Task brief:
Rewrite the records from the line containing "water using the picture above." through the end of the records, both ends included, with "meandering" changed to "winding" and nothing else altered.

Data supplied:
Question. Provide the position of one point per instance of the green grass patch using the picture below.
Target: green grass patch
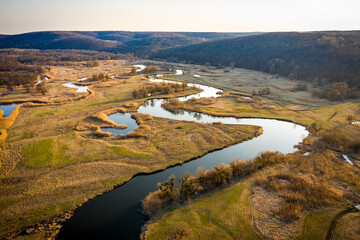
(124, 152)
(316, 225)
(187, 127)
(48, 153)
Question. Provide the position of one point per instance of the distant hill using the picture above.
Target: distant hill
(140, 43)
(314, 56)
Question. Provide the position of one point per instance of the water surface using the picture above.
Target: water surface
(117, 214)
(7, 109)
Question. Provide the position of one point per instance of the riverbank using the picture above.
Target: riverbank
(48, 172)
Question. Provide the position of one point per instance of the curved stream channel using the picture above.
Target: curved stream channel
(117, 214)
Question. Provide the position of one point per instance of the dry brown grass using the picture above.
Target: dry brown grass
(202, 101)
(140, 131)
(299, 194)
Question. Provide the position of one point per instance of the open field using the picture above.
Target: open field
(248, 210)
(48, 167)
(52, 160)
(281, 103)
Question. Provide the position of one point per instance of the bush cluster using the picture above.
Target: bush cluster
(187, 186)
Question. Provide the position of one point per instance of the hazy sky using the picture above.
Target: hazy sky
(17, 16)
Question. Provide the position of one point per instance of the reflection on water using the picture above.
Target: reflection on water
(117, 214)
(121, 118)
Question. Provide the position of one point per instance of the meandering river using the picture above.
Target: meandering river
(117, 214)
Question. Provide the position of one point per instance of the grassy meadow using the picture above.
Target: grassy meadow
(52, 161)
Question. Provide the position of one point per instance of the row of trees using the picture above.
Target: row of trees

Solution to the problem:
Question. Provide the position of one point per instance of the reflection on water using the picture above.
Target: reflection on water
(117, 214)
(121, 118)
Question. Provide the position of one point per instance of the winding river using the picture above.
Target: winding river
(117, 214)
Question. Provide the position of one point per instance of the grassy meadow using the picture above.
Target: grassy meadow
(52, 161)
Question. Provide the position of one point per instance of the row of trees using the picture above.
Target: row of trees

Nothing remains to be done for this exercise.